▶ Work required: Identify each line in the entries below that contains the word "Find" and copy those lines out. Case matters, so a match must have the same capitalization.

▶ Data excerpts:
================

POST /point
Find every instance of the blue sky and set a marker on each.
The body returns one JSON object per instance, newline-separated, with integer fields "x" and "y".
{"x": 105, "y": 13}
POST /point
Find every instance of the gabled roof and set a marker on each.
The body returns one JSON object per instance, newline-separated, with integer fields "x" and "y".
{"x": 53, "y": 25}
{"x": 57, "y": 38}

================

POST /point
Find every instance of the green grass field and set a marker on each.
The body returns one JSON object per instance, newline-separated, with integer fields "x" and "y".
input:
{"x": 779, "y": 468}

================

▶ Written reply:
Find every instance of the blue sky and set a marker on each.
Find every instance of the gabled roof and set a marker on each.
Find every instance of the green grass field and set a marker on each.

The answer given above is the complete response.